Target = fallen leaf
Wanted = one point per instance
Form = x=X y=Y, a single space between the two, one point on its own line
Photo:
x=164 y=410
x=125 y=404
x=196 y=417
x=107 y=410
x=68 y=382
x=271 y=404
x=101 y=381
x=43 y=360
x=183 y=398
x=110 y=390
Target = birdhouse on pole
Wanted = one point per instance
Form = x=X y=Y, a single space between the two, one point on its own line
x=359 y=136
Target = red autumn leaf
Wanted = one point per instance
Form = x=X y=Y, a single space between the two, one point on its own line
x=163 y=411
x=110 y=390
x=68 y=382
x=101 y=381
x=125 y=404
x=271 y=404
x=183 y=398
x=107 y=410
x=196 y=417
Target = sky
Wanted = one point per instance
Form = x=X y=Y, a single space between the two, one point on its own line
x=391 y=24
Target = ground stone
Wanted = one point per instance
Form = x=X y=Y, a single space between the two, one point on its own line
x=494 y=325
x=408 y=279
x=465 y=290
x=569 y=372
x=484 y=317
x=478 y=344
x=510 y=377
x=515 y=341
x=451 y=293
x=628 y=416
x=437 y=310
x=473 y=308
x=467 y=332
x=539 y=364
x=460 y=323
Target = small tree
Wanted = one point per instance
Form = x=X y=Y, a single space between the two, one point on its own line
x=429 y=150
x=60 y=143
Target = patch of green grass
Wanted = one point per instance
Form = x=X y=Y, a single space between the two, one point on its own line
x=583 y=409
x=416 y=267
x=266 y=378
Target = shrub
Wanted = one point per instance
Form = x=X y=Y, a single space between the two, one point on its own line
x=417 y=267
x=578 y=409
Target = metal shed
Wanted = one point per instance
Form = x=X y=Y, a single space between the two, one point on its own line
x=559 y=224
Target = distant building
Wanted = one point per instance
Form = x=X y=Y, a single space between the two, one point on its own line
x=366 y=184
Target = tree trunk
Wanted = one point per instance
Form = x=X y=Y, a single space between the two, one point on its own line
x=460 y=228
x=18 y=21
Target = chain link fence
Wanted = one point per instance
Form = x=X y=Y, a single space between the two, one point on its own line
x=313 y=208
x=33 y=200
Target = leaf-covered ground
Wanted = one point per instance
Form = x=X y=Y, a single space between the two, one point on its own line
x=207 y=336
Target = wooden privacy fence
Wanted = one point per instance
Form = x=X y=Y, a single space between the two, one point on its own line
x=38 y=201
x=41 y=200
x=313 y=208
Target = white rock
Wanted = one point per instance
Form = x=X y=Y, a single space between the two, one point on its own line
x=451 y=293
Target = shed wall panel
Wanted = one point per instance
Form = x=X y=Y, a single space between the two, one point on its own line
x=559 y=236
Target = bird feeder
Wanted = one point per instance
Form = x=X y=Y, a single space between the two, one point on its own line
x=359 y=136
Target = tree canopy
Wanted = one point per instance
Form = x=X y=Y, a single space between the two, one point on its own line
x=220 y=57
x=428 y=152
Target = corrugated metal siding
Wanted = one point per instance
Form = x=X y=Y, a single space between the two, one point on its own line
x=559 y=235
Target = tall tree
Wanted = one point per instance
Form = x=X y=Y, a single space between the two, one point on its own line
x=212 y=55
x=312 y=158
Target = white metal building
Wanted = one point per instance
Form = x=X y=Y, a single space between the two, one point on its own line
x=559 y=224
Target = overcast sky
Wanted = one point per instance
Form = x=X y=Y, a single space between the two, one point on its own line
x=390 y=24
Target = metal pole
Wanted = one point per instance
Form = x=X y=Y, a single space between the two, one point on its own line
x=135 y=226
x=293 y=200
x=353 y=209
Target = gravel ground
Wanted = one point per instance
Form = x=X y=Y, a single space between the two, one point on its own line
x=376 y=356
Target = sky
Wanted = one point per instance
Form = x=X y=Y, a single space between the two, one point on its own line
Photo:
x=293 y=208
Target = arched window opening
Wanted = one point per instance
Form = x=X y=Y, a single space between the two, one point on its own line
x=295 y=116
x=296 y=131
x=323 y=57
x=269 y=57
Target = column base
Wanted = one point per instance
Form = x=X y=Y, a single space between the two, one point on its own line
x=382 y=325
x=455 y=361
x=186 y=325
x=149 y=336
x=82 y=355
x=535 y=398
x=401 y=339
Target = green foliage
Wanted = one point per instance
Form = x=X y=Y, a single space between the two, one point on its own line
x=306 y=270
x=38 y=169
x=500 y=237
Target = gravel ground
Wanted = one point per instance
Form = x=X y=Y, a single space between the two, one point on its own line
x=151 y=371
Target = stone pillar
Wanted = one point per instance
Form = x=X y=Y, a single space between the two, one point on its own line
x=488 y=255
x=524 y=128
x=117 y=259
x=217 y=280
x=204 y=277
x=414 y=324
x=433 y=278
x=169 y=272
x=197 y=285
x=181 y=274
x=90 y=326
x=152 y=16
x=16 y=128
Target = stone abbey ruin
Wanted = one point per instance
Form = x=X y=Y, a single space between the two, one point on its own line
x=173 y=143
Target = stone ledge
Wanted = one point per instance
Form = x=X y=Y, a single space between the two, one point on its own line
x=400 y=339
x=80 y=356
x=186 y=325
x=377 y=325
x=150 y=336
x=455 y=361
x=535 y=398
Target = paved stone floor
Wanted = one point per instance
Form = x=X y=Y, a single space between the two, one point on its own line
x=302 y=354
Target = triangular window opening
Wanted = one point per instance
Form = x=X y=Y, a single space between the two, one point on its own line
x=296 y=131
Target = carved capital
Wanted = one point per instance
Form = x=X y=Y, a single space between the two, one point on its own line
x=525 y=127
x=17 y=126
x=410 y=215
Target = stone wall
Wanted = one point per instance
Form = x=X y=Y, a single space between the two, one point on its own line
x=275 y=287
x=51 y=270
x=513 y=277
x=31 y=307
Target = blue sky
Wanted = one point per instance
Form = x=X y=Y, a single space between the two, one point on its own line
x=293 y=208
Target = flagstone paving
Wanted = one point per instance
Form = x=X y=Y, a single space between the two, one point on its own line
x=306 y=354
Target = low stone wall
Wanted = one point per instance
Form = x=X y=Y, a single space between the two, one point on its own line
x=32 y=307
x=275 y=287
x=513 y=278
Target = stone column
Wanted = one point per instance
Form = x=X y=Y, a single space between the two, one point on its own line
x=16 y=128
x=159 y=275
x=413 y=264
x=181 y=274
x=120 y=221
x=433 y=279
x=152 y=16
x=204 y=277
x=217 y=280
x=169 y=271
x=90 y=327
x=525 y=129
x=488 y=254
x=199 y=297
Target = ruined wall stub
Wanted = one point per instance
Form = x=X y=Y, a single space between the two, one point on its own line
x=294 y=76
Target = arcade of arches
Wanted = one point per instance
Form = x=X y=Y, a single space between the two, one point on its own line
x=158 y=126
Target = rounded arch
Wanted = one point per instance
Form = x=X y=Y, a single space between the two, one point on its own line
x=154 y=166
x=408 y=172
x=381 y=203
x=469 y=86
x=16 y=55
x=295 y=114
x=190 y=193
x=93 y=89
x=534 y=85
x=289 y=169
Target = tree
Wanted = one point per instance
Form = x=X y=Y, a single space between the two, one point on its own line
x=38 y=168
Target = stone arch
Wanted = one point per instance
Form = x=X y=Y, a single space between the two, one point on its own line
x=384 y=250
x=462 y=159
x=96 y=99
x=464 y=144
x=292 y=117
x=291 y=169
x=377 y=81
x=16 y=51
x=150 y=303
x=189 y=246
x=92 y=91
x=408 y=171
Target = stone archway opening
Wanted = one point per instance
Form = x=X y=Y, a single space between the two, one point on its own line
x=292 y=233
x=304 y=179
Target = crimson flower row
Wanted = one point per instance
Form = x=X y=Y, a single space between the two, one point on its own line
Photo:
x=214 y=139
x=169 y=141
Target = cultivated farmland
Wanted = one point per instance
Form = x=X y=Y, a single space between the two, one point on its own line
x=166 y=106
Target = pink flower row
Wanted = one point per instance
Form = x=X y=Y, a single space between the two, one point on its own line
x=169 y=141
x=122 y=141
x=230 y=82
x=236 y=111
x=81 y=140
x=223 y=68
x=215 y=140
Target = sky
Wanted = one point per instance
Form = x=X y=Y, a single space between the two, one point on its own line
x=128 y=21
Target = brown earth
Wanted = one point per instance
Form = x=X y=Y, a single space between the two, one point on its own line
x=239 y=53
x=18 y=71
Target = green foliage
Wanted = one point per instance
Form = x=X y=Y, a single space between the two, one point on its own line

### To do
Transcribe the lines above without alteration, starting with the line containing "Target = flagstone paving" and going on through the line containing "x=304 y=179", both included.

### Response
Target = flagstone paving
Wanted = one point per instance
Form = x=X y=Y, a single space between the two, one point on its own line
x=306 y=354
Target = low stone wall
Wanted = one point per instance
Form = x=X y=Y, a single space between the two, one point on its own line
x=32 y=307
x=275 y=287
x=513 y=278
Target = stone column
Wanted = one point per instance
Form = x=X y=Y, a single space between the two, one point on its own line
x=16 y=128
x=159 y=275
x=413 y=264
x=181 y=274
x=120 y=221
x=433 y=279
x=152 y=16
x=204 y=277
x=217 y=280
x=169 y=271
x=90 y=327
x=525 y=129
x=488 y=254
x=199 y=297
Target = ruined wall stub
Wanted = one point per instance
Form = x=X y=Y, a single space between the two, one point on its own line
x=294 y=76
Target = arcade of arches
Wanted = one point per instance
Form = x=X y=Y, a single space between the two, one point on its own line
x=158 y=126
Target = rounded arch
Wanted = one point per instance
Form = x=X y=Y, a single space between the two, one point on its own line
x=154 y=166
x=408 y=172
x=381 y=203
x=469 y=86
x=16 y=55
x=295 y=114
x=190 y=193
x=93 y=89
x=534 y=85
x=289 y=169
Target = tree
Wanted = one point per instance
Form = x=X y=Y, a single space between the two, one point on its own line
x=38 y=168
Target = stone arch
Wanted = one point per instance
Form = x=X y=Y, a single space between the two, one point on its own line
x=384 y=250
x=462 y=159
x=96 y=99
x=464 y=144
x=292 y=117
x=291 y=169
x=377 y=81
x=16 y=51
x=150 y=303
x=189 y=246
x=92 y=91
x=408 y=171
Target = stone archway opening
Wanted = one point per instance
Form = x=X y=Y, a single space between the two, one point on its own line
x=292 y=233
x=304 y=179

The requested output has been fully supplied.